[Records held in a dataset]
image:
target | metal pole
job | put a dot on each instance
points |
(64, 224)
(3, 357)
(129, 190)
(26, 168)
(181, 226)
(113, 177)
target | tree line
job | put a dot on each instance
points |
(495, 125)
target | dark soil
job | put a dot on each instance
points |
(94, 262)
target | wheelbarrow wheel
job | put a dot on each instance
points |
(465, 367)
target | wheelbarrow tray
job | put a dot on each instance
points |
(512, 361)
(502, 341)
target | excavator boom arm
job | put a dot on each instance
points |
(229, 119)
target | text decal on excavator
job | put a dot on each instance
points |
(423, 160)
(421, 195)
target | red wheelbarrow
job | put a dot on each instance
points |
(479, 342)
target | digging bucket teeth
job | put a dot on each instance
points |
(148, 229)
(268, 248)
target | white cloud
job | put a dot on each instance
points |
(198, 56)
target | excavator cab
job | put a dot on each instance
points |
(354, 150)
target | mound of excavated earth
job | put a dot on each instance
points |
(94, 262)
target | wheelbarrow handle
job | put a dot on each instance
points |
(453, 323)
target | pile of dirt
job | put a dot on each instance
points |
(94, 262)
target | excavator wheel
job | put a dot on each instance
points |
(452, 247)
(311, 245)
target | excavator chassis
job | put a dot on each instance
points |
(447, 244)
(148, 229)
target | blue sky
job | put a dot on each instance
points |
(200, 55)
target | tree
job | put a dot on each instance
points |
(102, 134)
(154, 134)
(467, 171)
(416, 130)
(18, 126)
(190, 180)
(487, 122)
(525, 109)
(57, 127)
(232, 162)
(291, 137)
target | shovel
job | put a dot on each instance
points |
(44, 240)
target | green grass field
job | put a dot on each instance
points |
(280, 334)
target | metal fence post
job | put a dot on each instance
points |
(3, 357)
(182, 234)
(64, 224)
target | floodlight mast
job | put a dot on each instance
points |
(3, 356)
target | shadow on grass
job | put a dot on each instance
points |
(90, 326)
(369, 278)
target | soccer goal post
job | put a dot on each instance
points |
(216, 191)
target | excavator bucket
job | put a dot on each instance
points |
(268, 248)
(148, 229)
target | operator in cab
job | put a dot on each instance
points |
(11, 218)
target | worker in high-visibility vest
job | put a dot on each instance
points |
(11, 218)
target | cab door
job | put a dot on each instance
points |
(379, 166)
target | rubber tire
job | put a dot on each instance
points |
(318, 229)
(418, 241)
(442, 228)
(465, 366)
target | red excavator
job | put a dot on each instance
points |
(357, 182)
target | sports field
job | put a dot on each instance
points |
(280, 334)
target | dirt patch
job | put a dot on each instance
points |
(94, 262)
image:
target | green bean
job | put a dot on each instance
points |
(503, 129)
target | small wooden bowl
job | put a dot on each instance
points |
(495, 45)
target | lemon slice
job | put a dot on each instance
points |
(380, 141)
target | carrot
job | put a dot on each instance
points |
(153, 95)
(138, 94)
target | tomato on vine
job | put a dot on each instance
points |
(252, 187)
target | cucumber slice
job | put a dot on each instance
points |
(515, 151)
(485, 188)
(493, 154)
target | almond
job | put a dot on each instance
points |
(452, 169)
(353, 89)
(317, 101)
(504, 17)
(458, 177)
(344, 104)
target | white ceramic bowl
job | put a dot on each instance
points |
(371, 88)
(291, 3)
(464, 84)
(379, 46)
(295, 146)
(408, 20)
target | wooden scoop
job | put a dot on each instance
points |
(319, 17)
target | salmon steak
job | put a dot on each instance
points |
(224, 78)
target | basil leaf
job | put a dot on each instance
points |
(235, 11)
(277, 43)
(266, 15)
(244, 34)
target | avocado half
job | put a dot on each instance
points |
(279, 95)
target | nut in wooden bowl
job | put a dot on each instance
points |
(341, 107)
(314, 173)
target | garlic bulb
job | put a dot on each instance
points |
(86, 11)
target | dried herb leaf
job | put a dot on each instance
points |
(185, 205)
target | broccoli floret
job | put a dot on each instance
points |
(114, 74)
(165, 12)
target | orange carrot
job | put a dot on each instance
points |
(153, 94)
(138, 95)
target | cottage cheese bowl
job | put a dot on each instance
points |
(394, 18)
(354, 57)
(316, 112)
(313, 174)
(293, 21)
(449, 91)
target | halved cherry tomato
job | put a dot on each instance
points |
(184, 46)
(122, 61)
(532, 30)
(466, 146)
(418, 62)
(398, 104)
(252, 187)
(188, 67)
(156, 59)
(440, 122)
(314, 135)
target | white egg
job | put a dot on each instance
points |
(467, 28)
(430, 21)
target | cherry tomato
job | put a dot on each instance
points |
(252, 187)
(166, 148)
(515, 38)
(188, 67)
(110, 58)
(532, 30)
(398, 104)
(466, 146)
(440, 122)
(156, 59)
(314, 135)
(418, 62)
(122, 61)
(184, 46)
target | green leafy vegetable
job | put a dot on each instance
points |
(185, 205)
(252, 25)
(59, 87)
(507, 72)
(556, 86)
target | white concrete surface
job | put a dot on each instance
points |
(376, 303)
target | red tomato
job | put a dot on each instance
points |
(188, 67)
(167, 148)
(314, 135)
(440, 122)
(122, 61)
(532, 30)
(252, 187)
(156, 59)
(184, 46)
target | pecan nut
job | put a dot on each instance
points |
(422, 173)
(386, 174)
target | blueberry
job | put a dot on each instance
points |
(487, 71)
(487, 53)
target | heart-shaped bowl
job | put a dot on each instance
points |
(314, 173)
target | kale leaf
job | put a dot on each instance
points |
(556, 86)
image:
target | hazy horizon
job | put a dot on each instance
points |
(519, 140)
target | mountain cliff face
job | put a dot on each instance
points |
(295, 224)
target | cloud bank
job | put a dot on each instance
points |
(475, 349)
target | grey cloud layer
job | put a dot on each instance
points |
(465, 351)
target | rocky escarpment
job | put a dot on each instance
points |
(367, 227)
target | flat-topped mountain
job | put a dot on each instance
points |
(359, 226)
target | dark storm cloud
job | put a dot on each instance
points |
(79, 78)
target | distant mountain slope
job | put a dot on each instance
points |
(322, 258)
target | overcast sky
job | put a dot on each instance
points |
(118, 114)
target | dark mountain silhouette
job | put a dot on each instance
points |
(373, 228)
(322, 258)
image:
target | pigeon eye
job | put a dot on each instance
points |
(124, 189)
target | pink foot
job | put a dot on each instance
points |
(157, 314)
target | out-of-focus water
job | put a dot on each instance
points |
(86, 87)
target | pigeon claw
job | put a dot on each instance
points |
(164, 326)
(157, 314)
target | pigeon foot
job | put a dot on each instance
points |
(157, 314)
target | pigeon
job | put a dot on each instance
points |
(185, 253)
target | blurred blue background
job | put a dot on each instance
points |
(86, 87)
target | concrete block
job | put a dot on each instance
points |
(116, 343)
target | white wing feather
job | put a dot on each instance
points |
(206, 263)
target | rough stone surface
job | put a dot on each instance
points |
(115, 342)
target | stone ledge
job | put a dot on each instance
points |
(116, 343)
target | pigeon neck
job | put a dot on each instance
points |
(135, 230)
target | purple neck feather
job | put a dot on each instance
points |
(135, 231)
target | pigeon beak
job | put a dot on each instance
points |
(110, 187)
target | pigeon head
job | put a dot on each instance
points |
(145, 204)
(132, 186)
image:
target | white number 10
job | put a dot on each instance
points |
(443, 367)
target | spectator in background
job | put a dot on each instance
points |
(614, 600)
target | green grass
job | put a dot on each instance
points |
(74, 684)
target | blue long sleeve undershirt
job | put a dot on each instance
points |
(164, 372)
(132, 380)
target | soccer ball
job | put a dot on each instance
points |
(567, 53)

> [Given exercise]:
Reproduce word for word the lines of the material from the line containing "target | concrete block" through the end of the material, both ends included.

> [Correct output]:
target | concrete block
job | put a dot on each instance
points |
(116, 343)
target | white wing feather
job | put a dot on each instance
points |
(206, 263)
target | rough stone surface
job | put a dot on each instance
points |
(115, 342)
target | stone ledge
job | put a dot on each instance
points |
(116, 343)
target | pigeon neck
job | put a dot on each instance
points |
(135, 230)
target | purple neck feather
job | put a dot on each instance
points |
(135, 231)
target | pigeon beak
job | put a dot on each instance
points |
(110, 187)
target | pigeon head
job | put a dot on each instance
points |
(145, 204)
(132, 186)
image:
target | white number 10
job | put a dot on each instance
points |
(443, 367)
target | spectator in background
job | put a dot on each instance
points |
(614, 600)
target | green grass
job | put a dot on each instance
points |
(74, 684)
target | blue long sleeve undershirt
job | put a dot on each instance
points |
(164, 372)
(132, 380)
target | soccer ball
job | put a dot on each instance
points |
(567, 53)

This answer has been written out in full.